#### Exercise goal:
Please lay out the listing below as a Markdown table with the columns Row and Entry. Number each line in order and leave out any blank lines.

#### Entries:
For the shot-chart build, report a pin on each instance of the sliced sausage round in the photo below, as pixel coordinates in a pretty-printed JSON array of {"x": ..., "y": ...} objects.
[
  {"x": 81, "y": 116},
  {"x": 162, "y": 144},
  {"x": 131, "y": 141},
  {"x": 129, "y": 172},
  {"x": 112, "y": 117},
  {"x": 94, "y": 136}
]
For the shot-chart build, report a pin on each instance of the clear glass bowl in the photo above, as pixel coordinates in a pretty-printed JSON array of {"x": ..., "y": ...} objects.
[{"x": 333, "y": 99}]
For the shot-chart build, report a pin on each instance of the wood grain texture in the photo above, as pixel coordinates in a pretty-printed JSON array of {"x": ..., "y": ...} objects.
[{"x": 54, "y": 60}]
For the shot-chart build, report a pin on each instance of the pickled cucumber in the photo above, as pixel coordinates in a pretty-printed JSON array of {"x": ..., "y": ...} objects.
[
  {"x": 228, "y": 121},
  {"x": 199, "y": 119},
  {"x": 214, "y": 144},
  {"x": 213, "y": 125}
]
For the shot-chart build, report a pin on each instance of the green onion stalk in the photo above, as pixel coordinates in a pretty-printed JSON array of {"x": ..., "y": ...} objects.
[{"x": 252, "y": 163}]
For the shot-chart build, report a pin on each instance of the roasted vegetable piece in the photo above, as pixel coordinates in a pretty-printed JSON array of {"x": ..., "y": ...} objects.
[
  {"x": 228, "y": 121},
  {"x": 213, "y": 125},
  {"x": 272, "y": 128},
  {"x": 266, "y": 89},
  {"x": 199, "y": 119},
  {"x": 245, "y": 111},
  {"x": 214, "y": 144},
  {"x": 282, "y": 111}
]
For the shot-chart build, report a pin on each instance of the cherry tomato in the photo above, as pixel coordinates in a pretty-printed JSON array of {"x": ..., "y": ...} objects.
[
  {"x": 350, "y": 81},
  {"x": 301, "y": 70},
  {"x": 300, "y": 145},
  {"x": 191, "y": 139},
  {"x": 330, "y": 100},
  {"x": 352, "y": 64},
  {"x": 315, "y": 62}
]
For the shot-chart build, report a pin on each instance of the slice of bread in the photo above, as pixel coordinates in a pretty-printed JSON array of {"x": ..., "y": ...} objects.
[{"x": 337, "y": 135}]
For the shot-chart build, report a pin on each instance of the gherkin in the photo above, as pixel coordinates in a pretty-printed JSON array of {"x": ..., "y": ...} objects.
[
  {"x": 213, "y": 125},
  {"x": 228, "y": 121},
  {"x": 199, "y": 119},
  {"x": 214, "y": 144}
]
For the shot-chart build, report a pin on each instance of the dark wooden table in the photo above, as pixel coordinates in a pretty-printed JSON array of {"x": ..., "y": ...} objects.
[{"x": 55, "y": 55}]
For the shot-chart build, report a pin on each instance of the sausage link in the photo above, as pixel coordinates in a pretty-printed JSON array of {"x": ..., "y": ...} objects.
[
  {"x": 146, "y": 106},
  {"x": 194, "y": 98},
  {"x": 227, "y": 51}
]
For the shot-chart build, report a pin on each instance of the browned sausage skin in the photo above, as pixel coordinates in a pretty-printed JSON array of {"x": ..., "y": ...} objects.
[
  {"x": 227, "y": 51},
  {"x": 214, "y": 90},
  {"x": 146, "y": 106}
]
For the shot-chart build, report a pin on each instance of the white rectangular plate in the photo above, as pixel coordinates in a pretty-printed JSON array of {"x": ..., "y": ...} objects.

#### Answer:
| Row | Entry |
|---|---|
| 1 | For the shot-chart build, report a pin on each instance of the sliced sausage round in the photo below, as pixel coordinates in a pretty-printed JSON array of {"x": ..., "y": ...} objects. |
| 2 | [ |
| 3 |   {"x": 81, "y": 116}, |
| 4 |   {"x": 162, "y": 144}, |
| 5 |   {"x": 131, "y": 141}, |
| 6 |   {"x": 129, "y": 172}, |
| 7 |   {"x": 112, "y": 117}, |
| 8 |   {"x": 94, "y": 136} |
| 9 | ] |
| 10 | For the shot-chart build, report a pin on each instance of the clear glass bowl in the photo above, as pixel coordinates in a pretty-printed JSON array of {"x": ..., "y": ...} objects. |
| 11 | [{"x": 333, "y": 99}] |
| 12 | For the shot-chart build, report a pin on each instance of the wood grain texture in the photo above, as pixel coordinates in a pretty-printed JSON array of {"x": ..., "y": ...} objects. |
| 13 | [{"x": 54, "y": 60}] |
| 14 | For the shot-chart build, report a pin on each instance of the pickled cucumber in the photo above, as pixel coordinates in a pretty-printed JSON array of {"x": ..., "y": ...} objects. |
| 15 | [ |
| 16 |   {"x": 228, "y": 121}, |
| 17 |   {"x": 199, "y": 119}, |
| 18 |   {"x": 214, "y": 144}, |
| 19 |   {"x": 213, "y": 125} |
| 20 | ] |
| 21 | For the shot-chart build, report a pin on each instance of the green onion stalk in the photo above, as pixel coordinates in a pretty-printed JSON array of {"x": ..., "y": ...} objects. |
| 22 | [{"x": 252, "y": 163}] |
| 23 | For the shot-chart build, report a pin on each instance of the roasted vegetable piece in the photo above, as pixel coordinates in a pretty-printed JSON array of {"x": ..., "y": ...} objects. |
| 24 | [ |
| 25 |   {"x": 228, "y": 121}, |
| 26 |   {"x": 213, "y": 125}, |
| 27 |   {"x": 272, "y": 128}, |
| 28 |   {"x": 266, "y": 89}, |
| 29 |   {"x": 199, "y": 119}, |
| 30 |   {"x": 245, "y": 111}, |
| 31 |   {"x": 214, "y": 144}, |
| 32 |   {"x": 282, "y": 111} |
| 33 | ] |
| 34 | For the shot-chart build, report a pin on each instance of the cherry tomato in the photo above, as pixel coordinates in a pretty-printed JSON array of {"x": ..., "y": ...} objects. |
| 35 | [ |
| 36 |   {"x": 350, "y": 81}, |
| 37 |   {"x": 301, "y": 70}, |
| 38 |   {"x": 300, "y": 145}, |
| 39 |   {"x": 191, "y": 139}, |
| 40 |   {"x": 330, "y": 100}, |
| 41 |   {"x": 352, "y": 64}, |
| 42 |   {"x": 315, "y": 62} |
| 43 | ] |
| 44 | For the shot-chart build, report a pin on each instance of the slice of bread in the photo above, as pixel coordinates in a pretty-printed JSON array of {"x": ..., "y": ...} objects. |
| 45 | [{"x": 337, "y": 135}] |
| 46 | For the shot-chart build, report a pin on each instance of the gherkin in the photo above, as pixel coordinates in a pretty-printed JSON array of {"x": ..., "y": ...} objects. |
| 47 | [ |
| 48 |   {"x": 213, "y": 125}, |
| 49 |   {"x": 228, "y": 121}, |
| 50 |   {"x": 199, "y": 119}, |
| 51 |   {"x": 214, "y": 144} |
| 52 | ] |
| 53 | For the shot-chart build, report a pin on each instance of the dark wooden table in the photo above, as pixel coordinates in a pretty-printed JSON array of {"x": ..., "y": ...} objects. |
| 54 | [{"x": 55, "y": 55}] |
| 55 | For the shot-chart build, report a pin on each instance of the sausage link in the photo above, as pixel coordinates in a pretty-printed JSON array of {"x": ..., "y": ...} objects. |
| 56 | [ |
| 57 |   {"x": 146, "y": 106}, |
| 58 |   {"x": 194, "y": 98}, |
| 59 |   {"x": 227, "y": 51} |
| 60 | ] |
| 61 | For the shot-chart build, report a pin on each instance of the browned sausage skin in the photo above, as pixel coordinates in a pretty-printed JSON array of {"x": ..., "y": ...} objects. |
| 62 | [ |
| 63 |   {"x": 227, "y": 51}, |
| 64 |   {"x": 214, "y": 90}, |
| 65 |   {"x": 146, "y": 106} |
| 66 | ] |
| 67 | For the shot-chart build, report a pin on each instance of the white rectangular plate in the photo above, as pixel coordinates in a pretty-printed JSON array of {"x": ..., "y": ...} objects. |